» **TASK INSTRUCTIONS**: Can you reproduce every line of the data below, from the line containing "surface and record integer pixel coordinates." through the end of the data, with each coordinate in the answers shifted up by 81?

» **Dataset excerpts on object pointing**:
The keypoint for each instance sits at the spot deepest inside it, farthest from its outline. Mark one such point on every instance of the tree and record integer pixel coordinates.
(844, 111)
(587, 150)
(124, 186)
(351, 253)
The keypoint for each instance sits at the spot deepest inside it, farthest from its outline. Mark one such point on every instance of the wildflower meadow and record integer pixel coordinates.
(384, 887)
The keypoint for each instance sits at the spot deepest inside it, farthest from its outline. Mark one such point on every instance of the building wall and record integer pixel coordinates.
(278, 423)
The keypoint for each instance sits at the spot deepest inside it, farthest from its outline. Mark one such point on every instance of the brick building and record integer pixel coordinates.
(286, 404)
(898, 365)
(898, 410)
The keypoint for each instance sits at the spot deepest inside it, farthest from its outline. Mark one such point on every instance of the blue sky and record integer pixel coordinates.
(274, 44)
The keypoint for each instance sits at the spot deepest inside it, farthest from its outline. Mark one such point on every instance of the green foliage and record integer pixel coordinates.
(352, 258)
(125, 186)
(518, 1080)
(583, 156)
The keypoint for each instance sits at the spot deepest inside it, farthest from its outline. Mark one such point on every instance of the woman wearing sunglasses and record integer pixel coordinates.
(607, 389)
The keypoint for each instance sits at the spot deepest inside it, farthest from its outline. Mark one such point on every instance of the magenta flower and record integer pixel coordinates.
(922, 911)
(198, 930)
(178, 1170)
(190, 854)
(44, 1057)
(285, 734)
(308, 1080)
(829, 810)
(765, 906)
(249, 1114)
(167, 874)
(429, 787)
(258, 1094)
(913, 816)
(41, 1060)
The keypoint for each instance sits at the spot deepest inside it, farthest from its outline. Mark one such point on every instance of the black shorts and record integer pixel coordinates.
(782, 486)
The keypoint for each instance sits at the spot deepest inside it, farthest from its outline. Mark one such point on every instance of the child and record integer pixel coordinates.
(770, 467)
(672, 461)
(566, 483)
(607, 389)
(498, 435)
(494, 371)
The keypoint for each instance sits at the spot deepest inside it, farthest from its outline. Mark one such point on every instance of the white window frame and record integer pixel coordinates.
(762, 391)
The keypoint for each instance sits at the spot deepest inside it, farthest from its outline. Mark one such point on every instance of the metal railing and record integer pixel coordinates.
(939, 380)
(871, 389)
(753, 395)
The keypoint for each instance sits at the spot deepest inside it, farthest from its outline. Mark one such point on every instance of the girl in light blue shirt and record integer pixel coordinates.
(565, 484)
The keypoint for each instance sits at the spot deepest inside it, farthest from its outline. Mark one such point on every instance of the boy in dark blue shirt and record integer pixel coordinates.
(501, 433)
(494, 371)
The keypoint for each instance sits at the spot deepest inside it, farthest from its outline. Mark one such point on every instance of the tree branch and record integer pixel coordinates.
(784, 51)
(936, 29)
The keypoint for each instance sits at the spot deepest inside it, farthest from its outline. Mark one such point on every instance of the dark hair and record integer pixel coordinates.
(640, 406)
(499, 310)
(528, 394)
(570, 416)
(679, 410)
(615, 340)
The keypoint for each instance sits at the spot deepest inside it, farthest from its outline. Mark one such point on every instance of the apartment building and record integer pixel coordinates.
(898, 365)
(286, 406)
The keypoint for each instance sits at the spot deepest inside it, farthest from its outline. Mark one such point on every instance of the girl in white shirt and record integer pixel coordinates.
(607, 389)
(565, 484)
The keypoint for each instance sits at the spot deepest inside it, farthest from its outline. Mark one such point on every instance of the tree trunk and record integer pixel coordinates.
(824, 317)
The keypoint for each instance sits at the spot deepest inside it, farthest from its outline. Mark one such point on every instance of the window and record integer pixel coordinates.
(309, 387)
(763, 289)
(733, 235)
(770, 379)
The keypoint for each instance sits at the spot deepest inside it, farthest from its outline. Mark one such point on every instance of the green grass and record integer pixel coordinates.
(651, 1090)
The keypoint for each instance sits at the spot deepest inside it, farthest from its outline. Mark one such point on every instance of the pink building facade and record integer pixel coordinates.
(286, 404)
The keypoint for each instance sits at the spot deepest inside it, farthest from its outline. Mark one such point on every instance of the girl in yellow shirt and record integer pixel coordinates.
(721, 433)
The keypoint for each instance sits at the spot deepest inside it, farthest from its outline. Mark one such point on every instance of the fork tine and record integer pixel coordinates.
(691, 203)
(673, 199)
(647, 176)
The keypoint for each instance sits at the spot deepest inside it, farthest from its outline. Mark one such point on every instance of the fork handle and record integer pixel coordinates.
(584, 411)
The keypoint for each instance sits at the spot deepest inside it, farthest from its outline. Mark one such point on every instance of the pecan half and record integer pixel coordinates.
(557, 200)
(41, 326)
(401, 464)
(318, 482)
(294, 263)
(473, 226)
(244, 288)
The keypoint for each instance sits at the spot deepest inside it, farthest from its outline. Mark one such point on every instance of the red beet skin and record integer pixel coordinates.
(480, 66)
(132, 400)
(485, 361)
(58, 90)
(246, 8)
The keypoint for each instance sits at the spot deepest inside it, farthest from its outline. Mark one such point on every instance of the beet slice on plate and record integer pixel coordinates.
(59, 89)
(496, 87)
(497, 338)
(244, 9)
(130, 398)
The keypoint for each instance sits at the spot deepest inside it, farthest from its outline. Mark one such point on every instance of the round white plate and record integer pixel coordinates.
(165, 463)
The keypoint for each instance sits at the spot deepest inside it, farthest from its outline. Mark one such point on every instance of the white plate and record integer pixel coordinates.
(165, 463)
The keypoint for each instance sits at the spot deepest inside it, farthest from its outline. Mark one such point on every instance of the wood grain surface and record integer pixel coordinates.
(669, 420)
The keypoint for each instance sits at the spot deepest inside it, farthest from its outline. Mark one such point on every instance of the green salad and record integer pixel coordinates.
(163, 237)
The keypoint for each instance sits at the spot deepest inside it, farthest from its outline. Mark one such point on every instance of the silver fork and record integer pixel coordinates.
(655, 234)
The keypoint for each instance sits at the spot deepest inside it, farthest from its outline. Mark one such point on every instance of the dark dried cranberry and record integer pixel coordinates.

» **RESPONSE**:
The keypoint for each instance sits at the spot deepest inside it, farthest from its outline. Mark one such point on every instance of the wood grain surface and record integer pixel coordinates.
(750, 501)
The keypoint for each instance sits at the spot deepest inside it, farthest from its outline. Mark one such point on every instance of the green salad and record integer pixel coordinates.
(244, 318)
The keypoint for each instance sits at the spot deepest inside it, farthest from its outline. Mark one such point on every instance of the silver fork and record integer pixel coordinates.
(736, 315)
The keypoint for each instance sits at the spot deepest inside it, farthest from its outline. Mark one such point on every instance of the dark dried cranberry and record integer pixel coordinates.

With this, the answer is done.